● **THE TASK**
Reproduce word for word the stretch of the diabetes forum excerpt from "I will always" through "safe than sorry!".

● **EXCERPT**
I will always regret not taking her to the doctor a bit sooner, or arguing a bit more loudly about getting blood tests done more quickly; at the time I didn't really know about DKA though; and I do tend to worry too much and most illnesses turn out to be nothing serious - right up until the very last few days I was still hoping that I might be wrong!  I have since learned from a DSN that a fasting test is correct for diagnosing type 2 (which is what GPs see most of), but for a child with suspected T1 they should really just do a finger prick BG test and if that is anywhere above normal then refer them immediately to hospital for more thorough testing.

Edit: just seen that you posted the good news while I was writing this - glad she's ok and nice to know that the doctors were thorough!


----------



## Northerner (Mar 8, 2015)

Glad to hear she got the all-clear - better safe than sorry!  

Apparently Type 1 is on the increase in much the same way as Type 2. There are proportionally fewer cases, but nevertheless they are significant, unfortunately  It's thought that environmental problems may be impacting people on an epigenetic level, so those with a susceptibility are being exposed to the conditions to trigger the autoimmune response - all the more reason to put money into research and find that cure!


----------



## NI-Bookworm (Mar 8, 2015)

Sally71 that experience sounds so scary.  So frustrating that diagnosis took so long.  It is just not worth even thinking about how serious it could have been.

As you say it is great that they tested, but concerned too that even GP knowledge with correct testing is not good.  

The whole confusion between type 1 and type 2 is concerning.  Even in my sons classroom they were told about diabetes being the result of overeating and is preventable.  I asked him why he hadn't challenged that but he says he is fed up of correcting everyone.  Sad.


----------

● **DATA UNDER STUDY**
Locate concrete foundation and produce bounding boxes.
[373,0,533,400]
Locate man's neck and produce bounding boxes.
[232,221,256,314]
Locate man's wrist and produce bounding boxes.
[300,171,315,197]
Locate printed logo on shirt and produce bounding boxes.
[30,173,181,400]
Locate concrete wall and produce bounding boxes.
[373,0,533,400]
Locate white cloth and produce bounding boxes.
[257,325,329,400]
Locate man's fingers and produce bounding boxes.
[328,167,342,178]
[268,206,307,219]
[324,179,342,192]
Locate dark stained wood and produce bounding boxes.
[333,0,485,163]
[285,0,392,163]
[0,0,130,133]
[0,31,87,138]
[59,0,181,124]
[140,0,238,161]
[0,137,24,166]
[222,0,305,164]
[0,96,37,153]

● **EXERCISE SOLUTION**
I will always regret not taking her to the doctor a bit sooner, or arguing a bit more loudly about getting blood tests done more quickly; at the time I didn't really know about DKA though; and I do tend to worry too much and most illnesses turn out to be nothing serious - right up until the very last few days I was still hoping that I might be wrong!  I have since learned from a DSN that a fasting test is correct for diagnosing type 2 (which is what GPs see most of), but for a child with suspected T1 they should really just do a finger prick BG test and if that is anywhere above normal then refer them immediately to hospital for more thorough testing.

Edit: just seen that you posted the good news while I was writing this - glad she's ok and nice to know that the doctors were thorough!


----------



## Northerner (Mar 8, 2015)

Glad to hear she got the all-clear - better safe than sorry!